### Task
Rewrite the rows from the line containing "Keypoint guideline: for each instance of the glass" through the end of the rows, both ends included, with "ginger root" replaced by "ginger rhizome" and everything else left unchanged.

### Supplied material
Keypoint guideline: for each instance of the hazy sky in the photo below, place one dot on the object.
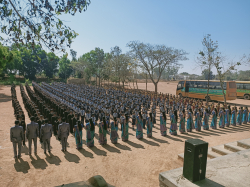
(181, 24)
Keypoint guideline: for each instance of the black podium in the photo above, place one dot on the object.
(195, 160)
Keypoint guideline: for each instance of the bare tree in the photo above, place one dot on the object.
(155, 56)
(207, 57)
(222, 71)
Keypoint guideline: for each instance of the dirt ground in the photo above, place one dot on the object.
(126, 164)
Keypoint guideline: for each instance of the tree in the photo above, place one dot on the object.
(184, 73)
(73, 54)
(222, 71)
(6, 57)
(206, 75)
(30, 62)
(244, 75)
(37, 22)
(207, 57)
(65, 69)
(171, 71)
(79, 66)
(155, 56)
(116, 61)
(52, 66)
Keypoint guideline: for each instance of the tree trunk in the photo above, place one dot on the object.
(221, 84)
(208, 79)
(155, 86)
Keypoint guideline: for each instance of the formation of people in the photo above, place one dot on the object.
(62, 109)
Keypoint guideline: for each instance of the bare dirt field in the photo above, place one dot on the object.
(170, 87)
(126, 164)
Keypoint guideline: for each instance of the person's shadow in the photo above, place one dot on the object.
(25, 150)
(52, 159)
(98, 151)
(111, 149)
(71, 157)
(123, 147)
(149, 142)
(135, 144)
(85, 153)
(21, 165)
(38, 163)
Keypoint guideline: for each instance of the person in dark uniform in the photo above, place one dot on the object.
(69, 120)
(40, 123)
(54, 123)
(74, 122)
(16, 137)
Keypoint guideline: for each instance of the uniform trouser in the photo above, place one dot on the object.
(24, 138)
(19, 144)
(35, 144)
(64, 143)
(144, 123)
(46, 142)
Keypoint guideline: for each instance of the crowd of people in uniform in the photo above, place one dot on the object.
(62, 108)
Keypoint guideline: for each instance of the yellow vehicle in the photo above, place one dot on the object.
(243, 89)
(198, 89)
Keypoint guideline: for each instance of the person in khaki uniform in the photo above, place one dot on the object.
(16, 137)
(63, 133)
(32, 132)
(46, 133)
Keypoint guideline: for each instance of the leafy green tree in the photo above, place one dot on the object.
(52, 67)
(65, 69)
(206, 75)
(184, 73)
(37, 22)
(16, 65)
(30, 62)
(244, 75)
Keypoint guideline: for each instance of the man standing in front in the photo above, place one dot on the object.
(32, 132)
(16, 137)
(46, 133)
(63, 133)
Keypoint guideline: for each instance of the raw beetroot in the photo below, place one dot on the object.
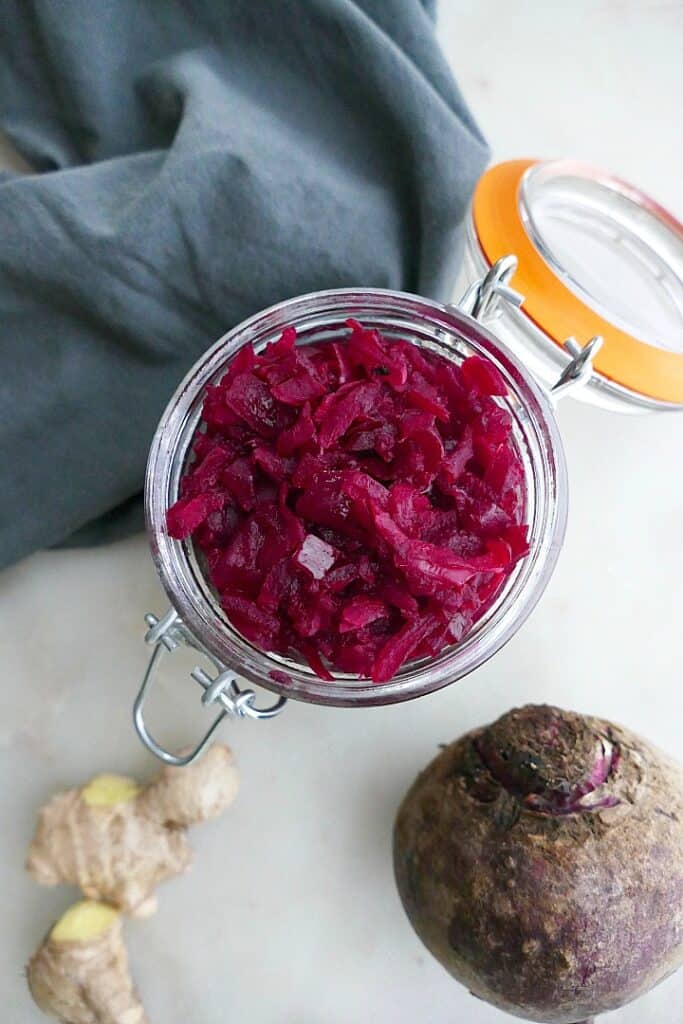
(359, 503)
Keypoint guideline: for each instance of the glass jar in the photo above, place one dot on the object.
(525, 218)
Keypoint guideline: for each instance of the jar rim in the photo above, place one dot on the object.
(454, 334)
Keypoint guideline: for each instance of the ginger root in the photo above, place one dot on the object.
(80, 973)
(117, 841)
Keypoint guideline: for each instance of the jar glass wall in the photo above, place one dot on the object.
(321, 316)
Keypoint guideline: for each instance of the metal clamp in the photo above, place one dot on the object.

### Output for this task
Keypoint guideline: for each instance of the glass jar in the photo above, place one dot on the object.
(525, 218)
Keypoint guideline: for each instance of the jar rim in the photo above, place one dot on the object.
(454, 334)
Keypoint guideline: for each instance of the ginger rhizome in the photo above, place one dot on the object.
(80, 973)
(117, 841)
Keypoint guideline: for each instance of the jar glass wall in the photo above, place one dot on the object.
(321, 316)
Keypoint guideline: for each instance of the metal clamp in the photo above, place one dot on the object.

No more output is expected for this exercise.